* Work item *
Return the records exactly, with nothing added.

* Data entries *
┄┄┄┄┄┄┄┄┄┄┄┄┄┄┄┄┄┄┄┄

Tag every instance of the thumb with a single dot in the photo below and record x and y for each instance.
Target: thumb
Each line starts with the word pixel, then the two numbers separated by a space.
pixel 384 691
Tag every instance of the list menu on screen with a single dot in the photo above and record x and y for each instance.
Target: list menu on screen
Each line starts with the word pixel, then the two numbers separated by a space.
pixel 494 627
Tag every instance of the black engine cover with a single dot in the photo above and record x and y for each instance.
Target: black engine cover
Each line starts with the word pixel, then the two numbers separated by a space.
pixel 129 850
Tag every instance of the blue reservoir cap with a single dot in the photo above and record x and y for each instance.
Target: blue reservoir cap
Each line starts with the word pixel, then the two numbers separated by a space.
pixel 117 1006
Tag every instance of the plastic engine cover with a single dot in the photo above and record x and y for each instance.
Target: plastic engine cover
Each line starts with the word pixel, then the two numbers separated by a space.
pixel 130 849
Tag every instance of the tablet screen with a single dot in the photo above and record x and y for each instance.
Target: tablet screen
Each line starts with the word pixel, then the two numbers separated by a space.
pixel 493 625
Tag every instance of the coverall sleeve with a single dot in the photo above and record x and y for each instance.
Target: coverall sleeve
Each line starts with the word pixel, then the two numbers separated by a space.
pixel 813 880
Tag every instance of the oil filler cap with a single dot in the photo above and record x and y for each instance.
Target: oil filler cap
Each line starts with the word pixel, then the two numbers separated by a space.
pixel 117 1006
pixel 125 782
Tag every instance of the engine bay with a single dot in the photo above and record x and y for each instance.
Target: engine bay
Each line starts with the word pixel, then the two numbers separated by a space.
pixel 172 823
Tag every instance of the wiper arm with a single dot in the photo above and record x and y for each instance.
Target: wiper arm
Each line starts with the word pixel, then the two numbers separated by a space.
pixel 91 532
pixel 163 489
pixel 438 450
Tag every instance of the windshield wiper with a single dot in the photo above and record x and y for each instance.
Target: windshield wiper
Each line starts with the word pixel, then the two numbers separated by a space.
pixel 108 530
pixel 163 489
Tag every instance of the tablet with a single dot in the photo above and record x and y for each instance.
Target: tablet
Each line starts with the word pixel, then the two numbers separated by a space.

┄┄┄┄┄┄┄┄┄┄┄┄┄┄┄┄┄┄┄┄

* Task response *
Tag every instance of the thumb with a single dot in the photo below and record x and y for each instance.
Target: thumb
Each line starts with the word pixel, then the two numbers separated by a space.
pixel 384 691
Tag every instance of the list menu on screen with a single dot in the photo above and record x and y for each instance.
Target: list menu on screen
Each line starts with the word pixel, then the two numbers separated by a space.
pixel 494 627
Tag every instance of the black engine cover with a single dot in the photo above and record x and y for each instance.
Target: black engine cover
Each line starts with the word pixel, then the two numbers separated by a space.
pixel 129 850
Tag every instance of the blue reservoir cap with a single dot in the photo above and record x and y for each instance.
Target: blue reservoir cap
Each line starts with the word pixel, then the two numbers separated by a space.
pixel 117 1006
Tag every instance of the plastic engine cover with a single dot in the photo above and record x and y for each instance.
Target: plastic engine cover
Each line starts with the word pixel, then the two numbers separated by a space.
pixel 130 849
Tag every instance of the tablet screen with a single dot in the photo above and record x and y for each instance.
Target: tablet screen
Each line starts with the word pixel, then the two numbers separated by a space.
pixel 493 625
Tag every instance of the coverall sleeve with a single dot in the photo above and record x and y for each instance.
Target: coverall sleeve
Each line starts with the word pixel, then the two numbers separated by a space.
pixel 813 880
Tag every instance of the oil filler cap with a single dot in the photo above and record x and y for each instance.
Target: oil filler cap
Each line starts with the word pixel, then the two numbers separated by a space.
pixel 117 1006
pixel 125 782
Tag every instance of the engine bay with a single dot in the photo above and record x and y for each instance.
Target: engine bay
Each line starts with the word pixel, then the two numbers separated by a space.
pixel 172 823
Tag every instance of the wiper arm with a single dot in the photo above and record x and y for each instance.
Target: wiper arm
Each line starts with the word pixel, then the two numbers separated by a space.
pixel 91 532
pixel 163 489
pixel 438 450
Tag every instance of the windshield wiper with a single dot in the photo above and record x and y for each instance.
Target: windshield wiper
Each line starts with the word pixel, then the two numbers separated by a space.
pixel 108 530
pixel 163 489
Tag every instance of the tablet with a single dot in the photo above and record x and y for each instance.
Target: tablet
Each line starts with the word pixel, then the two numbers separated by a space.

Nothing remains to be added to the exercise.